## [Exercise goal]
Word for word, restate every line from the one with "of the bare" through the end of the records below, both included, and add nothing.

(Dataset excerpts)
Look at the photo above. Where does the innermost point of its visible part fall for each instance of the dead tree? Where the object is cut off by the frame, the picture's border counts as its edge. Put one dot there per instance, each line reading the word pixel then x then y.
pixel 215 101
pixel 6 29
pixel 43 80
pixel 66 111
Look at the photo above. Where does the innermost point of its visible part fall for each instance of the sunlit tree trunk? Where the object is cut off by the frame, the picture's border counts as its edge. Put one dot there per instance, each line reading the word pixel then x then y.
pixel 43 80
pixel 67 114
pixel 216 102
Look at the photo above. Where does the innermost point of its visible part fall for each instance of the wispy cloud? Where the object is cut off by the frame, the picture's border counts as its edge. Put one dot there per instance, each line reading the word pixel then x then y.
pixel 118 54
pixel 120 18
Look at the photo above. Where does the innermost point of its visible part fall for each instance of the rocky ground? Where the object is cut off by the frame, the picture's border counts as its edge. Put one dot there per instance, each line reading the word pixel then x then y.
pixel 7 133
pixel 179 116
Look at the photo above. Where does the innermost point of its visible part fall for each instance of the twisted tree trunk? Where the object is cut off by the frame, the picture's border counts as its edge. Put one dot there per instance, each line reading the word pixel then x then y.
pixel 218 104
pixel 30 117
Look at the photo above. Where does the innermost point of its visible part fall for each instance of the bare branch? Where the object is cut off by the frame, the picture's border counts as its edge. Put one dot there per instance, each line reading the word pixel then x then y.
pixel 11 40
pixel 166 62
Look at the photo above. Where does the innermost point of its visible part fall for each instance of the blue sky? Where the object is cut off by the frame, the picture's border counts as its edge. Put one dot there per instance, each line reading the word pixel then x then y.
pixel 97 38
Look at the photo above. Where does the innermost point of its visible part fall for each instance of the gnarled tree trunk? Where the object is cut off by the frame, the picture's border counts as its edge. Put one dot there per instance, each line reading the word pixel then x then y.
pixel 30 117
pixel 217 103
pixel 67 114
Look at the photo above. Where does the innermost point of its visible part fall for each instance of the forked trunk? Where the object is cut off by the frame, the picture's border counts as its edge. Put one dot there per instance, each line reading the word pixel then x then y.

## [Response area]
Look at the photo above. Where does the innermost point of its visible part fall for each instance of the bare branch? Where the object is cut off by the frame, the picture's border counts as its edge. Put one dot there per instance, each line reading the word pixel then x then y.
pixel 11 40
pixel 166 62
Look at the photo above. Where does the innermost point of its visible part fall for each instance of the blue sky? Where the object is cut off by the frame, the picture's border counts as its edge. Put one dot there per instance, each line reading the word pixel then x then y.
pixel 97 38
Look at the photo above. Where does the innermost point of its visible part fall for each instance of the gnarled tree trunk? Where the object is cut off by the frame, the picture's border counts as its edge. Put one dot there per instance, each line reading the word pixel then x then y.
pixel 30 117
pixel 217 103
pixel 67 114
Look at the photo above. Where does the innermost point of its visible part fall for each instance of the forked trunk? Where the object is cut off by the frame, the picture's border counts as its edge. Put one dot there per instance, each line reading the word pixel then x then y.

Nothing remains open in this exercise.